[Start TEXT SHOWN]
Build a Home Lab Part 4 - Intro to Web Servers
Learn how websites work behind the scenes
This home lab issue is fresh from the presses and will introduce you to web servers.
If you haven’t done any of the home lab issues you can find part 1 here or you can find the previous issue here.
So why would you want to learn about web servers?
I have two reasons right off the bat:
Reason 1: You are likely to support a web application at some point in your IT career. You’ll want to have background information on how a web application works.
“But Tanuki, I’m going to go straight to pentesting! I don’t need to know how to set up a web server and configure it!”
If this is you, then let me guide you toward the light. Please do not go into offensive security if you think you can get away with not learning how things work under the hood. You’ll have a much better time breaking into things if you know how they work.
Reason 2: Many open source applications that you will encounter are web applications. Knowing how web servers work will help you fix issues when docs are scarce. There’s a good chance you’ll encounter open source at some point on the job. You already have during this series cough WireGuard cough.
By the end of this home lab article you will know how to set up Apache2, have a basic understanding of its configs, and be able to change the default web page.
[End TEXT SHOWN]
[Start RECORD SET]
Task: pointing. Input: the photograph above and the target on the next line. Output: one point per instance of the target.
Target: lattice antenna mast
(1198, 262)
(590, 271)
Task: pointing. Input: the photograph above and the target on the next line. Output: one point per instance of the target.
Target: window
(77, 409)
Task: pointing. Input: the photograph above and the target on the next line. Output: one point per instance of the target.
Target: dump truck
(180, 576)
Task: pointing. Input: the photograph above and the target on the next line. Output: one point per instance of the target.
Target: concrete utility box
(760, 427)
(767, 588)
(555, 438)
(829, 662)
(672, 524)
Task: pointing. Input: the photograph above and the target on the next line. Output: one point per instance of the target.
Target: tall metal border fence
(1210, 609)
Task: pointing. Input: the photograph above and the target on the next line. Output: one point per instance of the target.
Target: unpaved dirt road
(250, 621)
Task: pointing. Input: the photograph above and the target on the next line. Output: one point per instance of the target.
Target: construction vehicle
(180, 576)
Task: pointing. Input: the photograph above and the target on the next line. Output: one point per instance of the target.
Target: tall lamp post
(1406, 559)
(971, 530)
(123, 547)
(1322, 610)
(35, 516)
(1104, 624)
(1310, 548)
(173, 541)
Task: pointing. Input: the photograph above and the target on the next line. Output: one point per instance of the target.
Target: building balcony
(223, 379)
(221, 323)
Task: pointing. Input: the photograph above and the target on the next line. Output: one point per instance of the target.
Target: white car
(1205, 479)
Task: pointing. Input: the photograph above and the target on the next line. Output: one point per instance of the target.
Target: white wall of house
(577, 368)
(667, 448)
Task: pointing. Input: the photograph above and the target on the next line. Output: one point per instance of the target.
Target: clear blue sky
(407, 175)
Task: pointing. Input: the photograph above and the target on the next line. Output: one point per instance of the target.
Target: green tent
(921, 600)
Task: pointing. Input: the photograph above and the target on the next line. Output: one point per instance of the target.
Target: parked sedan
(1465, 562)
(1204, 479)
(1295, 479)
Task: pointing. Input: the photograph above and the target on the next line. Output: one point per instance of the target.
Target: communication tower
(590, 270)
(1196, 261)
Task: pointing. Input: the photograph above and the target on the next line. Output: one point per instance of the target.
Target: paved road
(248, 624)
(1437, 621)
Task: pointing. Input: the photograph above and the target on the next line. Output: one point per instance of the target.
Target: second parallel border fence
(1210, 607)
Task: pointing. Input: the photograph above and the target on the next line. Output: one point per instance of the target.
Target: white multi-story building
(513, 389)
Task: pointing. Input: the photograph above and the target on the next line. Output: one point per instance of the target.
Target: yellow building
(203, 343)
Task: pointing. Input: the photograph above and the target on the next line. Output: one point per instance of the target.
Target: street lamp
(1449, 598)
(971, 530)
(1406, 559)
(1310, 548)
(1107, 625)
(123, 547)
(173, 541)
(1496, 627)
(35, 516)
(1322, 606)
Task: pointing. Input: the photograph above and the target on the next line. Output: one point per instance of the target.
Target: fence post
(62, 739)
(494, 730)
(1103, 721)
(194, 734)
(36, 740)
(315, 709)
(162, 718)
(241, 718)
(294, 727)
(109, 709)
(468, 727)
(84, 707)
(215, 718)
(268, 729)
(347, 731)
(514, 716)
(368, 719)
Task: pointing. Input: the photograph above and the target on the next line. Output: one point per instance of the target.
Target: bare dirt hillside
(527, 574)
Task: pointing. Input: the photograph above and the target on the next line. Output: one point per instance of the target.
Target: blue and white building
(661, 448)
[End RECORD SET]
*TASKS*.
1. In one to three sentences, explain why the home lab article on web servers tells readers heading straight into pentesting that they still need to learn how web servers work.
2. Write the next part of the home lab article on web servers, picking up after its final sentence.

*SET OF ANSWERS*.
1. The article says you'll have a much better time breaking into things if you know how they work. So anyone going into offensive security should learn what happens under the hood rather than expecting to skip it.

2.
Understanding Web Servers & Web Requests
We’ll begin by understanding how web requests travel to a web server. Before that though let’s begin an installation of an Ubuntu 22 Server VM. That way it can install in the background and be ready for later.
Set up a new virtual machine while you read the remainder of this section. Call it “webserver-01”. The following specs will be enough:
20 GB disk space
1 CPU
2 GB RAM
Review Part 2 and Part 2B if you can’t remember the steps for installing Ubuntu Server:
While the server installation goes let’s learn about web servers. Then we’ll install one ourselves.
Understanding HTTP
When we access websites we do so using HTTP. HTTP stands for the Hypertext Transfer Protocol. When you access a website like Twitter you are using HTTP. Accessing your bank site? HTTP.
Now you may be wondering, “But I see HTTPS in my browser’s address bar? Is that the same?”.
Yes…almost.
HTTPS stands for Hypertext Transfer Protocol Secure. It is an extension of HTTP used for secure communication. We’ll dive deeper into HTTPS in the next home lab issue.
Browsers use HTTP to request files from web servers. When the HTTP request reaches the web server, the server accepts the request. It then finds the requested document and sends it back. This would be the response.
This response is what is displayed in the browser.
This is how all websites on the internet work. You send an HTTP request. The web servers sends a response based on its configuration.
Who can access?
Now consider the following: Since we are setting up a webserver, will people be able to connect to it from anywhere?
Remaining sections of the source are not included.